Task to complete:
Start to finish, copy the data exactly.
───── Data shown
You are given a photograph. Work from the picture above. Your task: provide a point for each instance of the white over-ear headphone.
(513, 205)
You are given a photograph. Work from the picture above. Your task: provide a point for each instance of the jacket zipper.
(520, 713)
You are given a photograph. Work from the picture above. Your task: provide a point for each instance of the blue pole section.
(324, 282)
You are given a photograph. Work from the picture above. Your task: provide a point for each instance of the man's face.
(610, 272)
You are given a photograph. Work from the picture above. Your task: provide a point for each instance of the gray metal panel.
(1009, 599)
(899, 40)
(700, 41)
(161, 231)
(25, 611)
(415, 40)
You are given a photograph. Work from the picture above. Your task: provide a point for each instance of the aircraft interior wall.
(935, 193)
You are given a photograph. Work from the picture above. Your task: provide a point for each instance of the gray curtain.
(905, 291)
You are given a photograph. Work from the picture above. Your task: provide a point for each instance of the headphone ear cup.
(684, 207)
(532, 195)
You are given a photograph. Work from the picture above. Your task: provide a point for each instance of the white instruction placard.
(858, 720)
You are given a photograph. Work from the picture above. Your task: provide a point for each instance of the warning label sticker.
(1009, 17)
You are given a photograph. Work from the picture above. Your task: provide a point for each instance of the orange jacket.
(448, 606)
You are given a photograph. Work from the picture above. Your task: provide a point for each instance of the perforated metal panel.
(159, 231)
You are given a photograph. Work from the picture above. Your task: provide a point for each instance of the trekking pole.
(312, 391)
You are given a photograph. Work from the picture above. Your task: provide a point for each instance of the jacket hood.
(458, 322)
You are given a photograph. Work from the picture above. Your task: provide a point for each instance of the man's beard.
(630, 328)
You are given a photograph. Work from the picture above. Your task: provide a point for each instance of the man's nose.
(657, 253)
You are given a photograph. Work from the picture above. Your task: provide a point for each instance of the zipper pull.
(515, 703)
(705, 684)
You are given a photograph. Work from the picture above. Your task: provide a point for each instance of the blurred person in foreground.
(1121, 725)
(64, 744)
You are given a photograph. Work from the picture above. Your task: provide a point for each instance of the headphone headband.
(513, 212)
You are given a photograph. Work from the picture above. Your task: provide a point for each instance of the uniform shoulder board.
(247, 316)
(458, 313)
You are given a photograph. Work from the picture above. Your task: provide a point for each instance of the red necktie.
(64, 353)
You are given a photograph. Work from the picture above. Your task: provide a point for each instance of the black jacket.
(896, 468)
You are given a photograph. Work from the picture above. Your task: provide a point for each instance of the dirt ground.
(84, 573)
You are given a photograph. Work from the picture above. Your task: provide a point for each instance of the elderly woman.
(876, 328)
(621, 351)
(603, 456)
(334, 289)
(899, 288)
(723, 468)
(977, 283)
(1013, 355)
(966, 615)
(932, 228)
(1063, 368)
──────────
Your solution:
You are given a photograph. Work from the picture above. Your task: provide a point for each instance of the white over-ear headphone.
(513, 205)
You are given a photograph. Work from the picture above. Your task: provide a point for each instance of the jacket zipper.
(520, 713)
You are given a photograph. Work from the picture above. Your task: provide a point for each instance of the blue pole section.
(324, 282)
You are given a photograph. Work from the picture above. Your task: provide a point for each instance of the man's face.
(610, 272)
You are given a photograph. Work from the picture above. Your task: provide a point for each instance of the gray metal panel.
(1009, 599)
(899, 40)
(700, 41)
(161, 231)
(25, 611)
(415, 40)
You are given a photograph. Work from the picture above. Your task: provide a point for each instance of the aircraft interior wall.
(935, 193)
You are given a photograph. Work from the picture above. Your task: provide a point for each instance of the gray curtain.
(905, 291)
You are given a photograph. Work from the picture above. Your task: provide a point for each instance of the headphone ear cup.
(684, 207)
(532, 195)
You are given a photograph. Work from the picture above. Your task: provide a point for each instance of the white instruction placard.
(858, 720)
You are given a photograph. Work from the picture above. Your task: provide a point for each instance of the warning label sticker.
(1009, 17)
You are given a photograph. Work from the picture above. Your task: provide a point for each instance of the orange jacket.
(448, 606)
You are given a photograph. Work from the picture above. Your task: provide a point for each instance of the perforated metal panel.
(159, 231)
You are given a photograph. Work from the picture above. Your task: provide a point for each instance of the trekking pole.
(312, 391)
You are given a photograph. Work from the picture above. Your task: provide a point for each instance of the jacket hood.
(458, 322)
You are given a photograph. Work from the picture above. Your task: provide a point for each instance of the man's beard.
(630, 328)
You are given a photograph. Work from the picture above. Your task: provide a point for each instance of the man's nose.
(657, 253)
You are given a photograph. Work from the picture above. Your task: provide a point for each instance of the zipper pull.
(515, 703)
(705, 684)
You are given a photograph. Work from the picture above. Your task: provide a point for each instance of the blurred person in foreground.
(1121, 725)
(64, 744)
You are given a photograph. Work from the picture above. Your task: provide a point for each instance of the headphone headband.
(513, 212)
You are given a photograph. Work from the picture above. Your task: provide a point for each instance of the uniform shoulder board.
(247, 316)
(458, 313)
You are given a photograph. Work from the picture above. Your task: provide a point for each instance of the red necktie.
(64, 353)
You are given a photograph. Work from the picture above. Your task: provide a point for each instance of the black jacket.
(896, 468)
You are given a photograph. Work from the picture above. Your task: provide a point for each instance of the dirt ground.
(84, 573)
You are given a photograph. Work from the picture above. Your task: provide a point for each instance of the elderly woman.
(876, 328)
(621, 351)
(603, 456)
(334, 289)
(899, 288)
(723, 468)
(977, 283)
(1013, 355)
(966, 615)
(932, 228)
(1063, 368)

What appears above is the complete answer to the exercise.